▸ Required work:
Extract each line of the material that follows exactly and omit its pictures.

▸ Supplied entries:
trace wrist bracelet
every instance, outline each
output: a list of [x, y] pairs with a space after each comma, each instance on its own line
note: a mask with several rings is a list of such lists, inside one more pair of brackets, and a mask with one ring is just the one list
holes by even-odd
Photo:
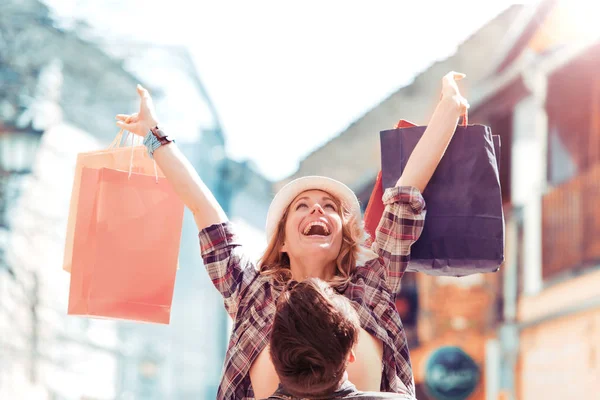
[[158, 125], [148, 130], [148, 133], [144, 137], [144, 146], [146, 146], [148, 155], [152, 159], [154, 159], [154, 152], [156, 149], [171, 142], [175, 143], [175, 140], [170, 136], [165, 135]]
[[162, 144], [158, 141], [156, 136], [152, 133], [152, 131], [148, 131], [146, 136], [144, 137], [144, 146], [146, 146], [146, 150], [148, 151], [148, 155], [151, 159], [154, 159], [154, 152], [158, 149]]

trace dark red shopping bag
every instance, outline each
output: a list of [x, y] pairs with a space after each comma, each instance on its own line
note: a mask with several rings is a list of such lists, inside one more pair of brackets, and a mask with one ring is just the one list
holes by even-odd
[[[416, 126], [412, 122], [401, 119], [396, 124], [396, 129], [398, 128], [409, 128], [412, 126]], [[367, 209], [365, 210], [365, 230], [371, 237], [371, 243], [375, 240], [375, 231], [377, 231], [377, 225], [379, 225], [379, 221], [381, 220], [381, 216], [383, 215], [383, 209], [385, 208], [382, 201], [383, 197], [383, 184], [381, 182], [381, 170], [377, 174], [377, 179], [375, 180], [375, 186], [373, 187], [373, 192], [371, 193], [371, 198], [369, 199], [369, 204], [367, 204]]]

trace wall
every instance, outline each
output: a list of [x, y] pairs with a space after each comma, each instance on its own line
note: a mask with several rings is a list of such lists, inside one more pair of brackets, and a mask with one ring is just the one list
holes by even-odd
[[325, 175], [358, 191], [372, 185], [380, 168], [379, 131], [392, 128], [400, 118], [426, 124], [439, 98], [442, 77], [449, 71], [467, 74], [461, 86], [467, 95], [473, 85], [491, 73], [496, 43], [521, 10], [515, 6], [483, 26], [452, 57], [434, 63], [408, 86], [399, 89], [367, 111], [343, 132], [308, 155], [298, 171], [277, 187], [305, 175]]
[[525, 329], [519, 398], [596, 399], [600, 393], [599, 337], [600, 307]]

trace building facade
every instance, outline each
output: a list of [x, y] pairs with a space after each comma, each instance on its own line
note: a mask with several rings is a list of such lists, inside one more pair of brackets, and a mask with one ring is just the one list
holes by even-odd
[[[16, 128], [35, 129], [41, 140], [28, 173], [11, 180], [18, 196], [4, 201], [2, 191], [11, 218], [1, 243], [0, 398], [214, 398], [230, 321], [202, 266], [189, 211], [170, 325], [66, 315], [62, 254], [76, 156], [108, 145], [114, 116], [136, 111], [141, 82], [254, 253], [264, 245], [270, 182], [227, 157], [215, 106], [185, 49], [93, 44], [76, 28], [59, 28], [78, 25], [58, 23], [38, 1], [1, 7], [0, 32], [19, 40], [0, 50], [0, 152]], [[35, 102], [23, 103], [25, 95]]]
[[[114, 114], [135, 104], [136, 80], [57, 29], [42, 3], [1, 9], [0, 169], [16, 185], [2, 190], [0, 398], [112, 399], [116, 324], [67, 317], [62, 252], [76, 155], [114, 135]], [[19, 132], [38, 139], [24, 142]]]
[[[426, 124], [439, 79], [450, 70], [467, 74], [461, 88], [471, 123], [502, 139], [505, 262], [495, 274], [405, 275], [402, 292], [410, 294], [397, 305], [409, 321], [419, 399], [447, 398], [428, 382], [431, 360], [449, 347], [475, 365], [440, 383], [470, 381], [470, 400], [595, 399], [600, 391], [599, 37], [585, 7], [513, 6], [280, 182], [331, 176], [366, 206], [380, 169], [378, 132], [400, 118]], [[417, 307], [407, 307], [411, 297]]]
[[506, 398], [593, 399], [600, 390], [599, 67], [600, 29], [585, 7], [544, 1], [506, 38], [477, 93], [473, 118], [501, 130], [509, 153]]
[[[413, 83], [384, 99], [339, 136], [308, 155], [298, 172], [279, 184], [303, 175], [330, 176], [351, 187], [364, 210], [380, 170], [379, 132], [395, 126], [401, 118], [426, 124], [439, 99], [441, 78], [448, 71], [467, 74], [461, 88], [473, 106], [471, 95], [476, 92], [477, 83], [494, 71], [489, 60], [496, 57], [497, 44], [522, 13], [523, 7], [513, 6], [498, 15], [462, 43], [453, 56], [433, 64]], [[448, 347], [460, 349], [474, 362], [473, 371], [467, 371], [474, 385], [469, 399], [486, 398], [486, 349], [489, 340], [496, 337], [501, 318], [499, 304], [500, 274], [460, 279], [404, 275], [396, 306], [409, 340], [417, 398], [433, 398], [426, 388], [427, 364], [436, 351]], [[466, 376], [467, 372], [461, 373]]]

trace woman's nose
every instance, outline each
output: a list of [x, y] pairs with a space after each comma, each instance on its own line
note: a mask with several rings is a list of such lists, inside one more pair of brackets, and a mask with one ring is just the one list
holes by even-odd
[[315, 212], [319, 212], [319, 213], [321, 213], [321, 214], [325, 214], [325, 212], [323, 211], [323, 207], [321, 207], [321, 205], [320, 205], [320, 204], [315, 204], [315, 205], [312, 207], [312, 210], [310, 210], [310, 213], [311, 213], [311, 214], [314, 214]]

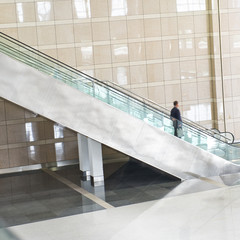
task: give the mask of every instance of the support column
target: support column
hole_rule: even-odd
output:
[[[93,186],[104,185],[102,144],[78,133],[79,168],[82,180],[90,180]]]
[[[82,173],[82,179],[90,180],[88,137],[85,137],[82,134],[78,133],[77,139],[78,139],[79,168]]]
[[[102,144],[88,138],[91,182],[93,186],[104,185]]]

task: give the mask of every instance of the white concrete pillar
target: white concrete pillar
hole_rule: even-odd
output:
[[[79,168],[84,180],[90,179],[90,162],[88,153],[88,137],[82,134],[77,134],[78,139],[78,156],[79,156]]]
[[[83,180],[89,180],[93,186],[104,185],[102,144],[78,133],[79,168]]]
[[[93,186],[104,185],[102,144],[88,138],[90,175]]]

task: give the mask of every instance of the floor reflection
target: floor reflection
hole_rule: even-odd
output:
[[[78,165],[55,173],[118,207],[163,198],[180,182],[139,161],[104,164],[105,186],[82,181]],[[44,171],[0,176],[1,227],[9,227],[103,209]]]
[[[136,160],[104,164],[105,186],[93,188],[90,181],[81,181],[78,165],[57,173],[119,207],[163,198],[180,181]]]
[[[0,205],[1,227],[103,209],[41,170],[1,176]]]

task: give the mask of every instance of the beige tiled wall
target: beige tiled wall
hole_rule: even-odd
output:
[[[129,157],[102,146],[104,160]],[[77,134],[0,99],[0,169],[77,160]]]
[[[215,123],[240,139],[240,1],[214,0],[212,7],[212,66]],[[220,22],[220,23],[219,23]]]
[[[223,129],[224,102],[227,129],[238,134],[240,7],[220,0],[219,44],[217,2],[0,1],[0,31],[167,108],[178,99],[185,117],[209,127]]]
[[[78,159],[76,133],[0,99],[0,169]]]

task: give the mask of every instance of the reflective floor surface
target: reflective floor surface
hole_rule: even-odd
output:
[[[42,171],[0,178],[1,226],[103,209]]]
[[[57,177],[1,176],[0,239],[239,239],[240,174],[181,183],[136,160],[104,171],[105,186],[96,188],[81,181],[78,165],[52,169]]]
[[[136,160],[104,165],[105,186],[93,188],[81,181],[78,165],[56,171],[114,207],[163,198],[180,181]]]
[[[7,229],[18,240],[238,240],[240,186]]]
[[[90,181],[81,181],[78,165],[57,169],[55,173],[113,207],[163,198],[180,183],[137,161],[107,163],[104,171],[105,186],[95,188]],[[41,170],[0,177],[1,227],[102,209],[98,201]]]

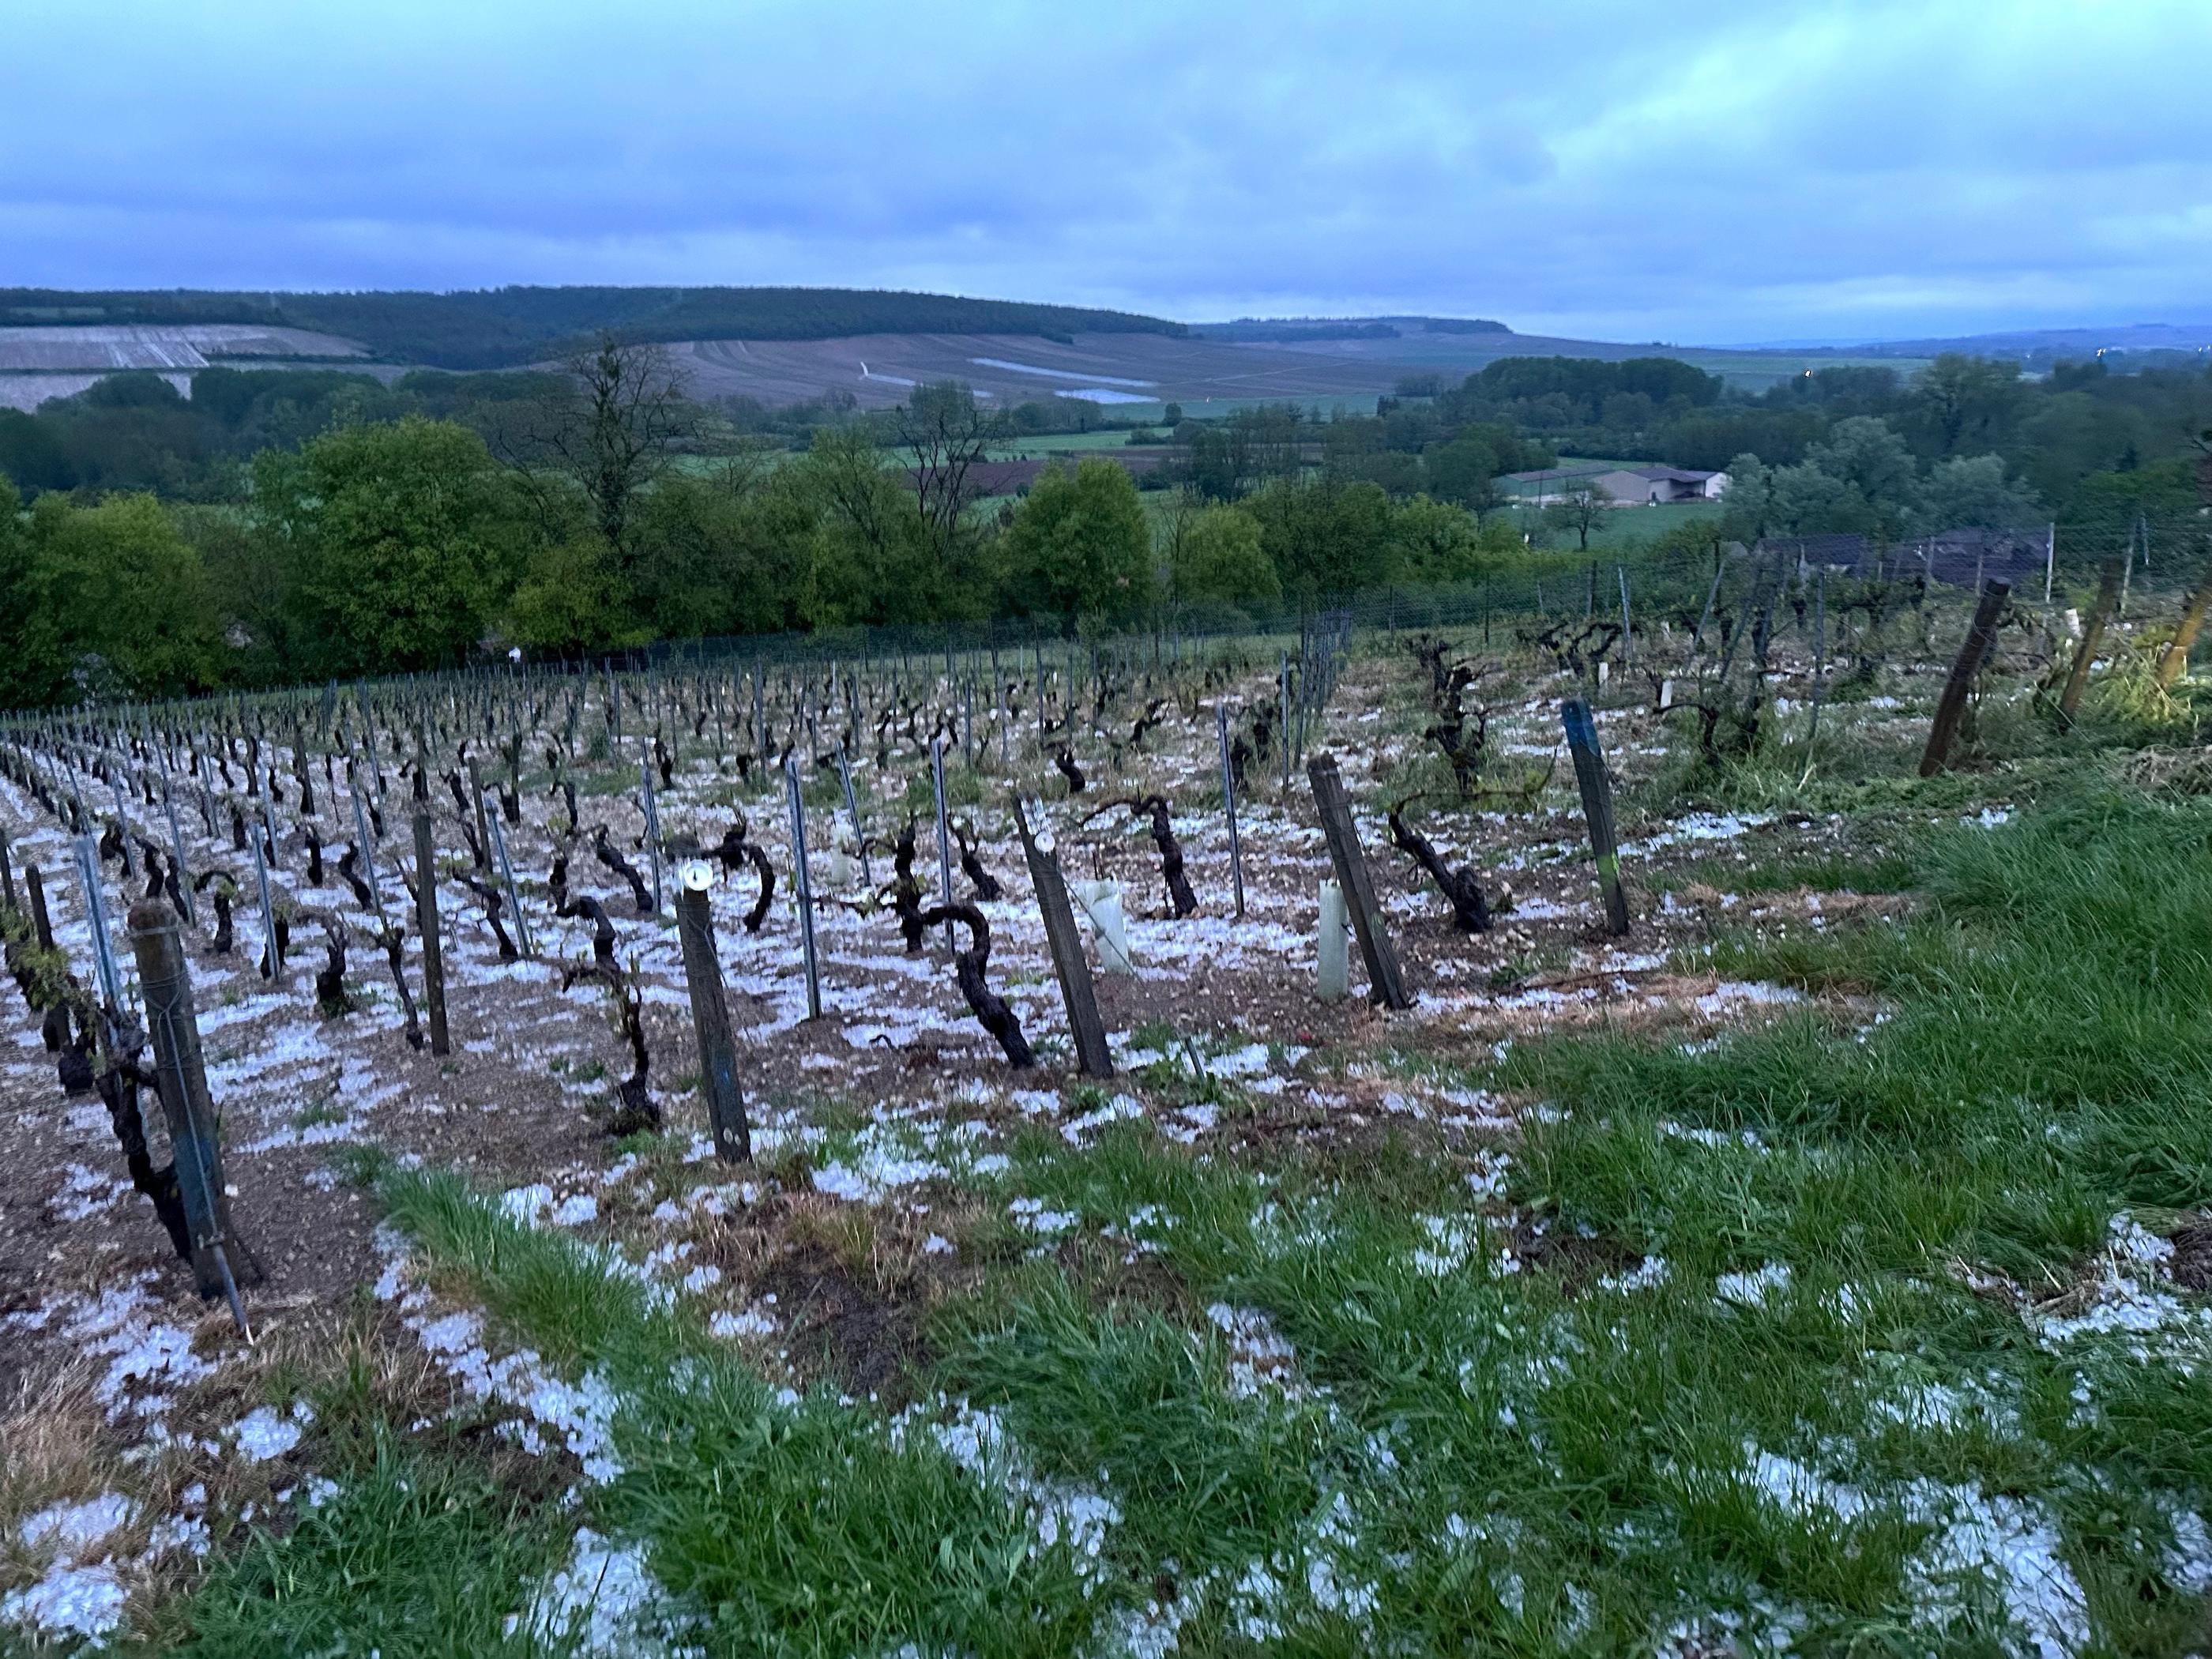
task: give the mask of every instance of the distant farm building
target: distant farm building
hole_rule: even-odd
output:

▸ Answer area:
trace wrist bracelet
every instance, outline each
output: a list of [x, y] pairs with a space after each comma, each instance on its own line
note: a mask with several rings is a list of such lists, inside one more pair of brackets, and a mask with one ring is just the one list
holes by even-odd
Photo:
[[158, 125], [148, 130], [148, 133], [144, 137], [144, 146], [146, 146], [148, 155], [152, 159], [154, 159], [154, 152], [156, 149], [171, 142], [175, 143], [175, 140], [170, 136], [165, 135]]
[[162, 144], [158, 141], [156, 136], [152, 133], [152, 131], [148, 131], [146, 136], [144, 137], [144, 146], [146, 146], [146, 150], [148, 151], [148, 155], [151, 159], [154, 159], [154, 152], [158, 149]]

trace dark red shopping bag
every instance, outline each
output: a list of [x, y] pairs with a space after each comma, each instance on its own line
note: a mask with several rings is a list of such lists, inside one more pair of brackets, and a mask with one ring is just the one list
holes by even-odd
[[[416, 126], [412, 122], [401, 119], [396, 124], [396, 129], [398, 128], [409, 128], [412, 126]], [[367, 209], [365, 210], [365, 230], [371, 237], [371, 243], [375, 240], [375, 231], [377, 231], [377, 225], [379, 225], [379, 221], [381, 220], [381, 216], [383, 215], [383, 209], [385, 208], [382, 201], [383, 197], [383, 184], [381, 182], [381, 170], [377, 174], [377, 179], [375, 180], [375, 186], [373, 187], [373, 192], [371, 193], [371, 198], [369, 199], [369, 204], [367, 204]]]

trace wall
every instance, outline each
output: a list of [x, y] pairs with a space after each comma, each instance on its own line
note: a mask with several rings is a list of such lists, inside one more pair of brackets, and a mask with one ring is just the one list
holes by even-odd
[[325, 175], [358, 191], [372, 185], [380, 168], [379, 131], [392, 128], [400, 118], [426, 124], [439, 98], [442, 77], [449, 71], [467, 74], [461, 86], [467, 95], [473, 85], [491, 73], [496, 43], [521, 10], [515, 6], [483, 26], [452, 57], [434, 63], [408, 86], [399, 89], [367, 111], [343, 132], [308, 155], [298, 171], [277, 187], [305, 175]]
[[525, 329], [519, 398], [596, 399], [600, 393], [599, 337], [600, 307]]

trace building facade
every instance, outline each
output: a list of [x, y] pairs with a space after each comma, each instance on its own line
note: a mask with several rings is a list of such lists, inside one more pair of brackets, and a mask with one ring is just the one list
holes by even-odd
[[[16, 128], [35, 129], [41, 140], [28, 173], [11, 180], [18, 196], [4, 201], [2, 191], [11, 218], [1, 243], [0, 398], [214, 398], [230, 321], [202, 266], [189, 211], [170, 325], [66, 315], [62, 254], [76, 156], [108, 145], [114, 116], [136, 111], [141, 82], [254, 253], [264, 245], [270, 182], [227, 157], [215, 106], [185, 49], [93, 44], [76, 28], [59, 28], [78, 25], [58, 23], [38, 1], [1, 7], [0, 32], [19, 40], [0, 50], [0, 152]], [[35, 102], [23, 103], [25, 95]]]
[[[114, 114], [135, 104], [136, 80], [57, 29], [42, 3], [1, 9], [0, 169], [16, 185], [2, 190], [0, 398], [112, 399], [116, 324], [67, 317], [62, 252], [76, 155], [114, 135]], [[19, 132], [38, 139], [24, 142]]]
[[[426, 124], [439, 79], [450, 70], [467, 74], [461, 88], [471, 123], [502, 139], [505, 262], [495, 274], [405, 275], [402, 292], [410, 294], [397, 305], [409, 321], [419, 399], [447, 398], [428, 382], [431, 360], [449, 347], [475, 365], [440, 383], [470, 381], [470, 400], [595, 399], [600, 391], [599, 37], [585, 7], [513, 6], [280, 182], [331, 176], [366, 206], [380, 169], [378, 132], [400, 118]], [[417, 307], [407, 307], [411, 297]]]
[[506, 398], [593, 399], [600, 390], [599, 67], [600, 29], [585, 7], [544, 1], [506, 38], [477, 93], [473, 118], [501, 130], [509, 153]]
[[[413, 83], [384, 99], [339, 136], [308, 155], [298, 172], [279, 184], [303, 175], [330, 176], [351, 187], [364, 210], [380, 170], [379, 132], [395, 126], [401, 118], [426, 124], [439, 99], [441, 78], [448, 71], [467, 74], [461, 88], [473, 106], [471, 95], [476, 92], [477, 83], [494, 71], [489, 60], [496, 57], [497, 44], [522, 13], [523, 7], [513, 6], [498, 15], [462, 43], [453, 56], [433, 64]], [[448, 347], [460, 349], [474, 362], [473, 371], [467, 371], [474, 385], [469, 399], [486, 398], [486, 349], [489, 340], [496, 337], [501, 318], [499, 304], [500, 274], [460, 279], [404, 275], [396, 306], [409, 340], [417, 398], [433, 398], [426, 388], [427, 364], [436, 351]], [[466, 376], [467, 372], [461, 373]]]

trace woman's nose
every instance, outline each
output: a list of [x, y] pairs with a space after each comma, each instance on its own line
note: a mask with several rings is a list of such lists, inside one more pair of brackets, and a mask with one ring is just the one list
holes by even-odd
[[315, 212], [319, 212], [319, 213], [321, 213], [321, 214], [325, 214], [325, 212], [323, 211], [323, 207], [321, 207], [321, 205], [320, 205], [320, 204], [315, 204], [315, 205], [312, 207], [312, 210], [310, 210], [310, 213], [311, 213], [311, 214], [314, 214]]

task: give the mask of every instance of the support column
target: support column
hole_rule: even-odd
output:
[[[93,186],[104,185],[102,144],[78,133],[79,168],[82,180],[90,180]]]
[[[82,173],[82,179],[90,180],[88,137],[85,137],[82,134],[78,133],[77,139],[78,139],[79,168]]]
[[[102,144],[88,138],[91,182],[93,186],[104,185]]]

task: give the mask of every instance of the white concrete pillar
target: white concrete pillar
hole_rule: even-odd
output:
[[[79,168],[84,180],[90,179],[90,162],[88,153],[88,137],[82,134],[77,134],[78,139],[78,156],[79,156]]]
[[[83,180],[89,180],[93,186],[104,185],[102,144],[78,133],[79,168]]]
[[[93,186],[104,185],[102,144],[88,138],[90,175]]]

task: give the mask of every instance of the floor reflection
target: floor reflection
hole_rule: even-odd
output:
[[[78,165],[55,173],[118,207],[163,198],[180,182],[139,161],[104,164],[105,186],[82,181]],[[44,171],[0,176],[1,227],[9,227],[103,209]]]
[[[136,160],[104,164],[105,186],[93,188],[90,181],[81,181],[78,165],[57,173],[119,207],[163,198],[180,181]]]
[[[0,205],[1,227],[103,209],[41,170],[1,176]]]

task: give the mask of every instance of the beige tiled wall
target: beige tiled wall
hole_rule: even-odd
output:
[[[129,157],[102,146],[104,160]],[[77,134],[0,99],[0,169],[77,160]]]
[[[215,123],[240,139],[240,1],[214,0],[212,7],[212,66]],[[220,22],[220,23],[219,23]]]
[[[223,129],[224,102],[227,129],[238,134],[240,7],[220,0],[219,44],[217,2],[0,1],[0,31],[167,108],[178,99],[185,117],[209,127]]]
[[[78,159],[76,133],[0,99],[0,169]]]

task: give the mask of every instance of the reflective floor surface
target: reflective floor surface
hole_rule: even-odd
output:
[[[42,171],[0,178],[1,226],[103,209]]]
[[[57,177],[1,176],[0,239],[239,239],[240,174],[181,183],[136,160],[104,171],[105,186],[96,188],[81,181],[78,165],[52,169]]]
[[[136,160],[104,165],[105,186],[93,188],[81,181],[78,165],[56,171],[114,207],[163,198],[180,181]]]
[[[7,229],[18,240],[238,240],[240,186]]]
[[[90,181],[81,181],[78,165],[57,169],[55,173],[113,207],[163,198],[180,183],[137,161],[107,163],[104,171],[105,186],[95,188]],[[41,170],[0,177],[1,227],[102,209],[98,201]]]

task: give the mask of every instance of the distant farm building
target: distant farm building
hole_rule: even-odd
output:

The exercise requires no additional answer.